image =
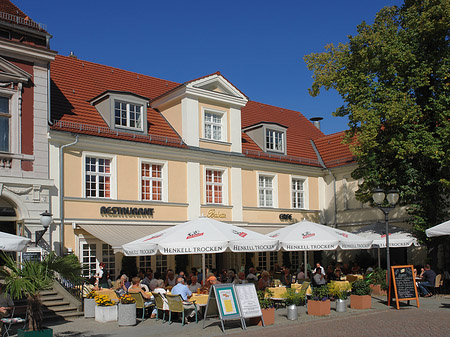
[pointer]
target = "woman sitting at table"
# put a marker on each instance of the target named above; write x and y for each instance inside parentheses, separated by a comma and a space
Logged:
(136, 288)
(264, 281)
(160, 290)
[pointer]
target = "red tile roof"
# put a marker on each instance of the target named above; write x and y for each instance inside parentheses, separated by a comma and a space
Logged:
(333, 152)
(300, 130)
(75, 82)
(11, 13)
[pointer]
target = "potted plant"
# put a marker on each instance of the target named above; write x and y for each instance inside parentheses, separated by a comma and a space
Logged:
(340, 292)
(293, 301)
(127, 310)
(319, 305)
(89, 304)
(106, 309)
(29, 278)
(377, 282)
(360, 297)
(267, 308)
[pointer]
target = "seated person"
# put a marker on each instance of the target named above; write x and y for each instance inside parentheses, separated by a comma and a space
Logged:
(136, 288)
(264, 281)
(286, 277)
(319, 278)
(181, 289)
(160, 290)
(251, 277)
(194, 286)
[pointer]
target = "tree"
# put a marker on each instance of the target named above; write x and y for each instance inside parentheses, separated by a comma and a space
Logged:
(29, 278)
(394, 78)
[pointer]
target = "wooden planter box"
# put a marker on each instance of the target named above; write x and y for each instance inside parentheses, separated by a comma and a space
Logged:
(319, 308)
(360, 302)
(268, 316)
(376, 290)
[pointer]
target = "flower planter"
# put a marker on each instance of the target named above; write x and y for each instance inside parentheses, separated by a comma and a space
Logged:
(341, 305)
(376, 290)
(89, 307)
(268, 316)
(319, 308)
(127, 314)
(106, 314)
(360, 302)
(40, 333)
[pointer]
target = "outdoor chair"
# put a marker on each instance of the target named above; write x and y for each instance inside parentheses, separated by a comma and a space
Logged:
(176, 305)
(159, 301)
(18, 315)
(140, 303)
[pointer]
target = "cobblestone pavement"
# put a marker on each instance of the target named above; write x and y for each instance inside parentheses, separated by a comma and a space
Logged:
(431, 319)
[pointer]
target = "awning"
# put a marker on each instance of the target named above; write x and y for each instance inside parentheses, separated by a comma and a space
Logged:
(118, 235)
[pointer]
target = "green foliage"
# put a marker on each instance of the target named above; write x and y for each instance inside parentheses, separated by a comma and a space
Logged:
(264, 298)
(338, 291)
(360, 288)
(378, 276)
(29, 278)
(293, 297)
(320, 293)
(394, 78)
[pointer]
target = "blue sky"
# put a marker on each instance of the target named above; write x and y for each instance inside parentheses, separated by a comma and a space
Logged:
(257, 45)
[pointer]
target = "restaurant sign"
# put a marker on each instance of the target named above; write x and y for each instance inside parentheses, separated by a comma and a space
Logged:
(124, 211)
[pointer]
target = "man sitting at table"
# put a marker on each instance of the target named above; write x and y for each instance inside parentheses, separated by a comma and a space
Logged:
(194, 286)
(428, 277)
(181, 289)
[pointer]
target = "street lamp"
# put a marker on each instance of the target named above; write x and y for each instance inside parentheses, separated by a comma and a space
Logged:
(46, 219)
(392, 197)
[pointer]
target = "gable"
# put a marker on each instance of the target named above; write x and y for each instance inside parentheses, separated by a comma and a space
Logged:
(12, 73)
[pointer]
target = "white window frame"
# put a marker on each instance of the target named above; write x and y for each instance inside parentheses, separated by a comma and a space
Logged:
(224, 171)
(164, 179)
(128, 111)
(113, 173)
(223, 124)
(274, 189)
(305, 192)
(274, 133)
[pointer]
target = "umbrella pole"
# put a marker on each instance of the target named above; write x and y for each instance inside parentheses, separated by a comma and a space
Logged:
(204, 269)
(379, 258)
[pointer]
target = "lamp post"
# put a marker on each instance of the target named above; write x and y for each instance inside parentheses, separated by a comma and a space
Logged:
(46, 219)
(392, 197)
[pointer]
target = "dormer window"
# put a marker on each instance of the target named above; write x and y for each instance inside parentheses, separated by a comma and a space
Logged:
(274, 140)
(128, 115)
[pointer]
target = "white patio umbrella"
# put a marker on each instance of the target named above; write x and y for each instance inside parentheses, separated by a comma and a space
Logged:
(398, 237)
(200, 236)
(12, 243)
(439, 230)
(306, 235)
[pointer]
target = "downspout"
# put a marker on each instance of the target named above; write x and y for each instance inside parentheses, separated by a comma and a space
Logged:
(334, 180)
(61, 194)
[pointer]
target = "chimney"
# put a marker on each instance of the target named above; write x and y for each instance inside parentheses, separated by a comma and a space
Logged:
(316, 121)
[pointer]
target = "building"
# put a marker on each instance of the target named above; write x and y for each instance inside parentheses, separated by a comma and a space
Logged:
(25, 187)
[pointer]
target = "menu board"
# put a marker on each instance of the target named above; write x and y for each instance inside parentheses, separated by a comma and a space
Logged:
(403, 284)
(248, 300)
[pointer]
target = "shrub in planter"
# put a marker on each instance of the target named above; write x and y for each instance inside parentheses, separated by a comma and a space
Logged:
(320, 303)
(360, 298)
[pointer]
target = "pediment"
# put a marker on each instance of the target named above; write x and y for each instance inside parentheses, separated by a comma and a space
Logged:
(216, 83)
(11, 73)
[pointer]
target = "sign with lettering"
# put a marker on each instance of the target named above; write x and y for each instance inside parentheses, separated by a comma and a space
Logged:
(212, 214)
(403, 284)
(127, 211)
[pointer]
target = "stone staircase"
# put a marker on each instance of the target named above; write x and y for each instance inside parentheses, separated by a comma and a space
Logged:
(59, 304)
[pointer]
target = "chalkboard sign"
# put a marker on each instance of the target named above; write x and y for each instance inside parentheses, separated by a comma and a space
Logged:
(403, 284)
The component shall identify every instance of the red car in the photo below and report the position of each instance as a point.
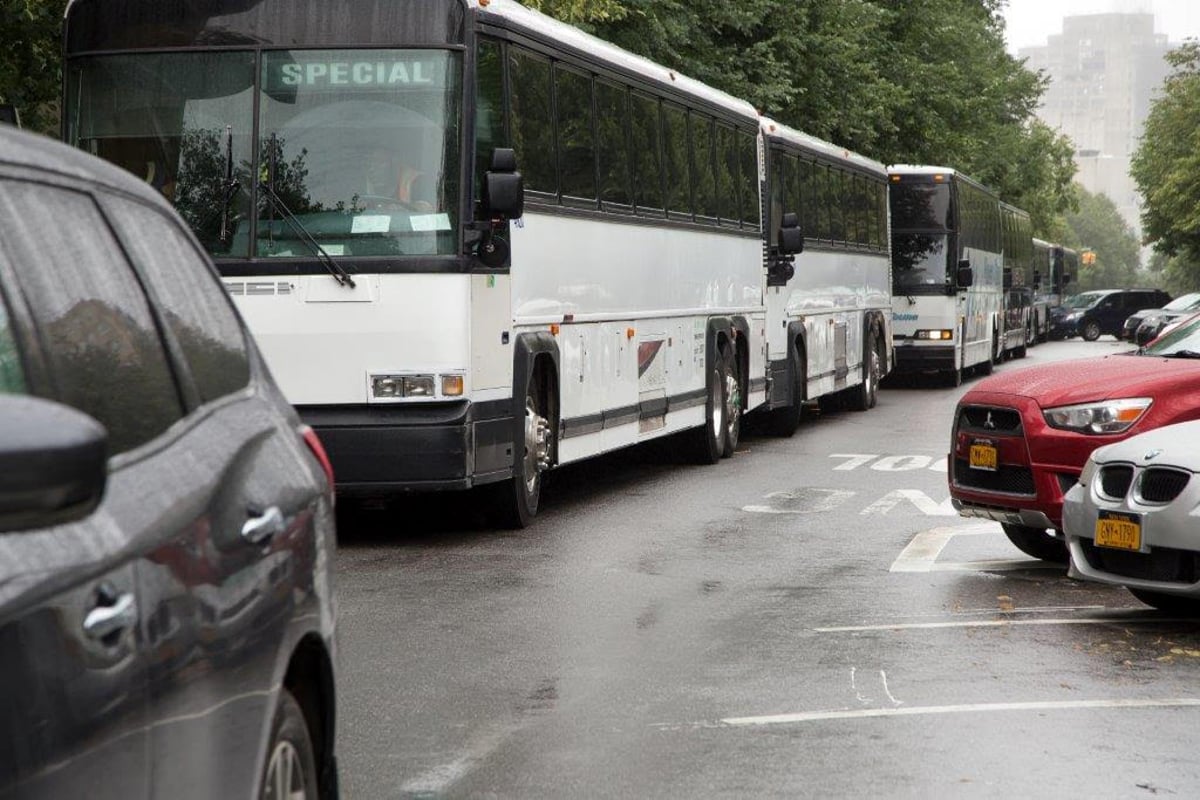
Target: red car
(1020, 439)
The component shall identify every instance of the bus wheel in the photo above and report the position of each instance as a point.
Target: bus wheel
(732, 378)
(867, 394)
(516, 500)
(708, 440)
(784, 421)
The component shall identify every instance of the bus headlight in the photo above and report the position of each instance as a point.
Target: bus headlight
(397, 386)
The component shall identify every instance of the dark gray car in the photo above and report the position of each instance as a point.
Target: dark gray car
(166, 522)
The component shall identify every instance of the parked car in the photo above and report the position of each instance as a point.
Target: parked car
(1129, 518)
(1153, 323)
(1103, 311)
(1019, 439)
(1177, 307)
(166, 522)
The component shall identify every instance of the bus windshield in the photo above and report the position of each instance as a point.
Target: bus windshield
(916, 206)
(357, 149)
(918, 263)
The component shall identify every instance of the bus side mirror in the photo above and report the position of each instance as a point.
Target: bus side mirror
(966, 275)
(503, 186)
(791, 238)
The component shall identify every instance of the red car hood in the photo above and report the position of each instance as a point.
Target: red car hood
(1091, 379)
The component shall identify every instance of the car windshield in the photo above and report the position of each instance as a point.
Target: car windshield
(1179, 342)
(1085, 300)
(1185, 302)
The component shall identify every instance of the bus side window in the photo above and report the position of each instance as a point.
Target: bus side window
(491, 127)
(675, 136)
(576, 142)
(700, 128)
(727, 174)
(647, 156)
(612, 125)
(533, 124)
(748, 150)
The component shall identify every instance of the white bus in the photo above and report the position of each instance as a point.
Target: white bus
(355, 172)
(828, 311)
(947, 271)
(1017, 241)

EXERCISE DIRECTIONS
Show all lines in the records above that hold "sitting".

OUTPUT OF THE TASK
target = "woman sitting at table"
target = "man sitting at table"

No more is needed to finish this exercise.